(Location labeling records)
·····
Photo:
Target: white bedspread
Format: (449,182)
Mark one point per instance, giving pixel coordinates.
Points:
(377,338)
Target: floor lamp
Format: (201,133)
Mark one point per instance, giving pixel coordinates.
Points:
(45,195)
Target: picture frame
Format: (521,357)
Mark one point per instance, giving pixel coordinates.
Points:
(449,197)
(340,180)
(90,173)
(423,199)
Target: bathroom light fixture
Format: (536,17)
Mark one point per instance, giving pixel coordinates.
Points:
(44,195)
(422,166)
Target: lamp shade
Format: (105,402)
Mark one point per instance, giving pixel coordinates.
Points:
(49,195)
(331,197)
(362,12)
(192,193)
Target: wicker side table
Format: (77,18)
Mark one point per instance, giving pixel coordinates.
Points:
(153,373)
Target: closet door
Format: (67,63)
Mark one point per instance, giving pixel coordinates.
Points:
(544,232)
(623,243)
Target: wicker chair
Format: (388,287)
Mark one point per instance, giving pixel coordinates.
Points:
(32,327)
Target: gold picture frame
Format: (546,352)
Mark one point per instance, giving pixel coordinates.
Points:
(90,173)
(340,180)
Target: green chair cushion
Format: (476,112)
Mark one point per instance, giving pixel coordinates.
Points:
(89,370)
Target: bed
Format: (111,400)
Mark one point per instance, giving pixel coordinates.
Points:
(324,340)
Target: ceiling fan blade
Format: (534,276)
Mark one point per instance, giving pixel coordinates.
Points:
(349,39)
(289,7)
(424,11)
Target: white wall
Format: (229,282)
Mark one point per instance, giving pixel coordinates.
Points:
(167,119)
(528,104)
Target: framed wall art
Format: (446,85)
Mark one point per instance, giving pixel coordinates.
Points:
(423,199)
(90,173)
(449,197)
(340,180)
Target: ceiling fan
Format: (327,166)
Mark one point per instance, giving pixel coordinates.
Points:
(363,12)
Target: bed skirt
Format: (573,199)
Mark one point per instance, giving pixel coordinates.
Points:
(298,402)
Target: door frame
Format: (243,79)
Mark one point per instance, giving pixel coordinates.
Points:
·····
Nothing but the lines from the line with "Target: green chair cushion" to the last line of the listing above should appear; please retype them exactly, both ends included.

Target: green chair cushion
Format: (476,112)
Mark one point per instance, giving pixel coordinates.
Points:
(89,370)
Target: bed
Format: (111,400)
Mark one point per instance, giving pixel coordinates.
Points:
(324,340)
Target: ceiling fan blade
Format: (534,276)
Mark one point per instance, giving pixel coordinates.
Points:
(349,39)
(289,7)
(424,11)
Target: white wall
Format: (229,282)
Mark one point per instance, giving pixel coordinates.
Points:
(167,119)
(528,104)
Target: framed wall art
Format: (446,85)
Mark one point per instance, giving pixel coordinates.
Points:
(423,199)
(90,173)
(449,197)
(340,180)
Target: ceiling fan
Format: (327,166)
Mark one point per instance, giving pixel coordinates.
Points:
(363,12)
Target: bed skirt
Format: (573,199)
Mark one point per instance, giving pixel coordinates.
Points:
(298,402)
Target: door frame
Format: (243,79)
Mark one point per instance, giving pixel coordinates.
Points:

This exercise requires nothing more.